Salto poi in avanti. Di molti anni. Avevo partecipato per sua indicazione a un dibattito radiofonico sul tema della procreazione medicalmente assistita la cui conduzione (della trasmissione) a me era apparsa faziosa. Chiamai Carlo riferendogli tutto – come spesso accadeva in circostanze analoghe –, ricevendone, certo, come prevedibile, comprensione e incoraggiamento, ma soprattutto ricevendone qualcosa di non così dovuto, di più prezioso: la sensazione che affidandogli ogni tua amarezza lui sapesse (r)accoglierla e trasformarla in qualcosa di utile, e con ciò, assumendola su di sé, sapesse in qualche modo misterioso liberartene, sgravarti da quel peso. Quante volte questo è accaduto!

Dati registrati
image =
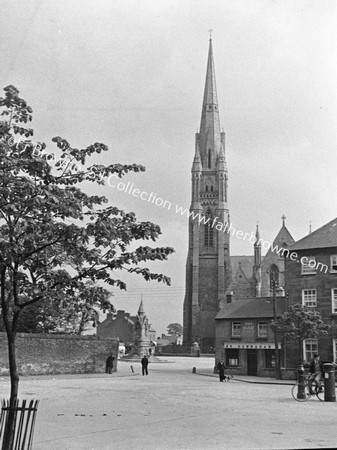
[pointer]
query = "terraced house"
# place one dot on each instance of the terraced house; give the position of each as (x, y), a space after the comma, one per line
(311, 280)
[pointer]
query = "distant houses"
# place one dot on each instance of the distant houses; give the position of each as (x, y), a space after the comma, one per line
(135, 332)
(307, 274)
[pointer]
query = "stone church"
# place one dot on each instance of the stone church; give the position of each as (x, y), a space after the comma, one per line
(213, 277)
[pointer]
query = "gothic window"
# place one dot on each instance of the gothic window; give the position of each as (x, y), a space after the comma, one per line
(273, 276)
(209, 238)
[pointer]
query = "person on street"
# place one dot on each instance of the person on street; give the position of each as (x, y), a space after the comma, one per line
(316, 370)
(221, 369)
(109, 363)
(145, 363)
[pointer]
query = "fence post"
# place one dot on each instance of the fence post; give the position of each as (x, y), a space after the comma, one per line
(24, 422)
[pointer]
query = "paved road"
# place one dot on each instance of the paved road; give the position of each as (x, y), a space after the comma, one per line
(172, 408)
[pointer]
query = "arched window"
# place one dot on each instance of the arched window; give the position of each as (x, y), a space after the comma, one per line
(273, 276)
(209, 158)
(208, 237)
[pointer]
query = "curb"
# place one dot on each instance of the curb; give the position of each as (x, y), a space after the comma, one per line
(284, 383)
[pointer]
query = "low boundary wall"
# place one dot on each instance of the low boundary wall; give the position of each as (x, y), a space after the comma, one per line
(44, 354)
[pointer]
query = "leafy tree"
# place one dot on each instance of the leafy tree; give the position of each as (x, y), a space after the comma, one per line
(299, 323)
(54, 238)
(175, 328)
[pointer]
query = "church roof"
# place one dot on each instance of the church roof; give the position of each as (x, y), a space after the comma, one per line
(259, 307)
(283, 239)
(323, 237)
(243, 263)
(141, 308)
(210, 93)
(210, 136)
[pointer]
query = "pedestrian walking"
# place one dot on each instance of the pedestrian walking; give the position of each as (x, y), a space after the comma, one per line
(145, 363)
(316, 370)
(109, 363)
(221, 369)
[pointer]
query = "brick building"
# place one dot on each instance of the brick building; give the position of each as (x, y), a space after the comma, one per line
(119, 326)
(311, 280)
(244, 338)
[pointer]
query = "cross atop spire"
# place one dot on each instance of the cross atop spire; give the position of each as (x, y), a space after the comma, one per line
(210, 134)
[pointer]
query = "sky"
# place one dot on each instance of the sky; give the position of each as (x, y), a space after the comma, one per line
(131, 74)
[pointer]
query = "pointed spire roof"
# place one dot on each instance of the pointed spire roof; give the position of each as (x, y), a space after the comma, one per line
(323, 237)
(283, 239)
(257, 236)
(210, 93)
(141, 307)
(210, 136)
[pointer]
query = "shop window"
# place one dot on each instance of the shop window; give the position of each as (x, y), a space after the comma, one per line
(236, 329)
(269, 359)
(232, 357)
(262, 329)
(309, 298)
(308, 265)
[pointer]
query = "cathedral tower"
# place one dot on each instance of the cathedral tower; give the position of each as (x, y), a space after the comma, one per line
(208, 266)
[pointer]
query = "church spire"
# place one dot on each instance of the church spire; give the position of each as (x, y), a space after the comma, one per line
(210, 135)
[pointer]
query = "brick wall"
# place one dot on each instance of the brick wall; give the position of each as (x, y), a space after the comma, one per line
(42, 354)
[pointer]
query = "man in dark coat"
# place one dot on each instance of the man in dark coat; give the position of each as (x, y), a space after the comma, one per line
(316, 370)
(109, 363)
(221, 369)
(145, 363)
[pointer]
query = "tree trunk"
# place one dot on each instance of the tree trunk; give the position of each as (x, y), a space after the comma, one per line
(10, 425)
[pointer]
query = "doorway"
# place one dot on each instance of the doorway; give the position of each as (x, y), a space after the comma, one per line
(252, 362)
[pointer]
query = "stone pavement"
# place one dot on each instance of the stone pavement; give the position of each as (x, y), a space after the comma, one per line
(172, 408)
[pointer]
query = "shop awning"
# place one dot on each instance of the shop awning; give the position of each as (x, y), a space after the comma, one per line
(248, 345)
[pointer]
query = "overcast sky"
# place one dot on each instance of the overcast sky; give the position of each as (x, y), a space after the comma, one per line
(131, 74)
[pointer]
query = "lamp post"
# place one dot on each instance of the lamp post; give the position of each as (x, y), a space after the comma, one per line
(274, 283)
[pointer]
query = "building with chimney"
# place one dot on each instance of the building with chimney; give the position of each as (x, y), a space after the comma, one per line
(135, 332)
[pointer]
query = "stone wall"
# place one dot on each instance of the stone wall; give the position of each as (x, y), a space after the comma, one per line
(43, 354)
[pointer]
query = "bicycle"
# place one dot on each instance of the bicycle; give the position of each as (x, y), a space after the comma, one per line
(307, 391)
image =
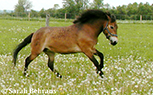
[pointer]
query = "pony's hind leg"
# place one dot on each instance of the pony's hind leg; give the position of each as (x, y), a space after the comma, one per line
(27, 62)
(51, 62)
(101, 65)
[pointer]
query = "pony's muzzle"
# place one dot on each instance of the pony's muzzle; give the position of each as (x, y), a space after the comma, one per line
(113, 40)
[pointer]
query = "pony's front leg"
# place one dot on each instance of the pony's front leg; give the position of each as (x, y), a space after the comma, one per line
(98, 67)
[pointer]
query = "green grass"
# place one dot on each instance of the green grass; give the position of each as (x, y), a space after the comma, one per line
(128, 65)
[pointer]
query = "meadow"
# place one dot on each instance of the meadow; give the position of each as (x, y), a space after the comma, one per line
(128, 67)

Consegna: Trascrivi il passo del testo a partire dalle parole "Salto poi in" fino alle parole "questo è accaduto!" incluse, sostituendo "dibattito radiofonico" con "dibattito televisivo".

Svolgimento:
Salto poi in avanti. Di molti anni. Avevo partecipato per sua indicazione a un dibattito televisivo sul tema della procreazione medicalmente assistita la cui conduzione (della trasmissione) a me era apparsa faziosa. Chiamai Carlo riferendogli tutto – come spesso accadeva in circostanze analoghe –, ricevendone, certo, come prevedibile, comprensione e incoraggiamento, ma soprattutto ricevendone qualcosa di non così dovuto, di più prezioso: la sensazione che affidandogli ogni tua amarezza lui sapesse (r)accoglierla e trasformarla in qualcosa di utile, e con ciò, assumendola su di sé, sapesse in qualche modo misterioso liberartene, sgravarti da quel peso. Quante volte questo è accaduto!